> **Saved entries**:
────────────────

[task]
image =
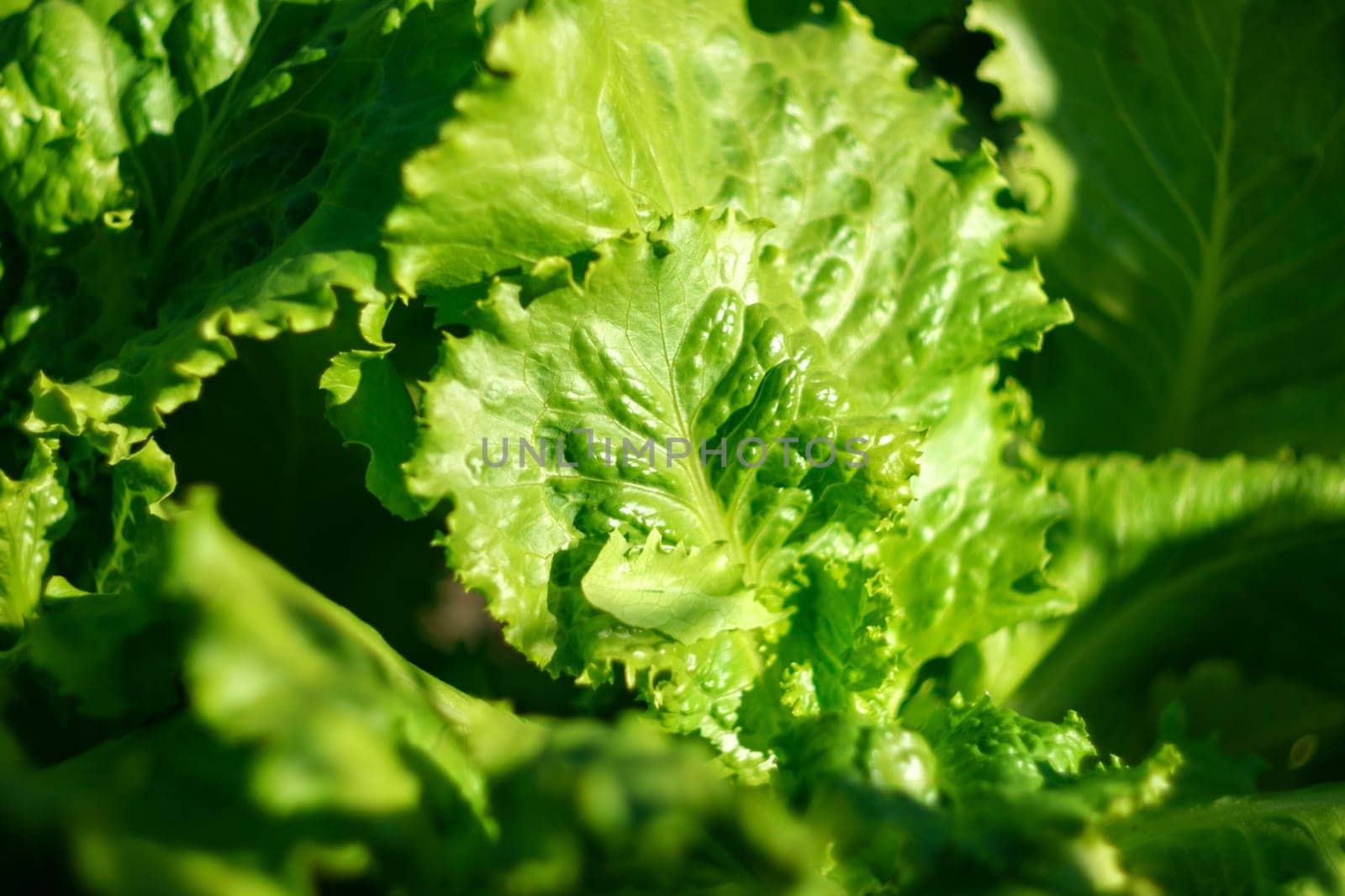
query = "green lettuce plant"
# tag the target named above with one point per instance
(289, 291)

────────────────

> **Your goal**:
Lay out the entries above as a two-column CSV with the headers "text" and "answer," one row per entry. Put each value in a single quoted field with its line breaks turned into spaces, and leave the pictures out.

> **Answer to this task**:
text,answer
"[task] image = query = ""green lettuce plant"" # tag the target named above with one point per instance","(289, 291)"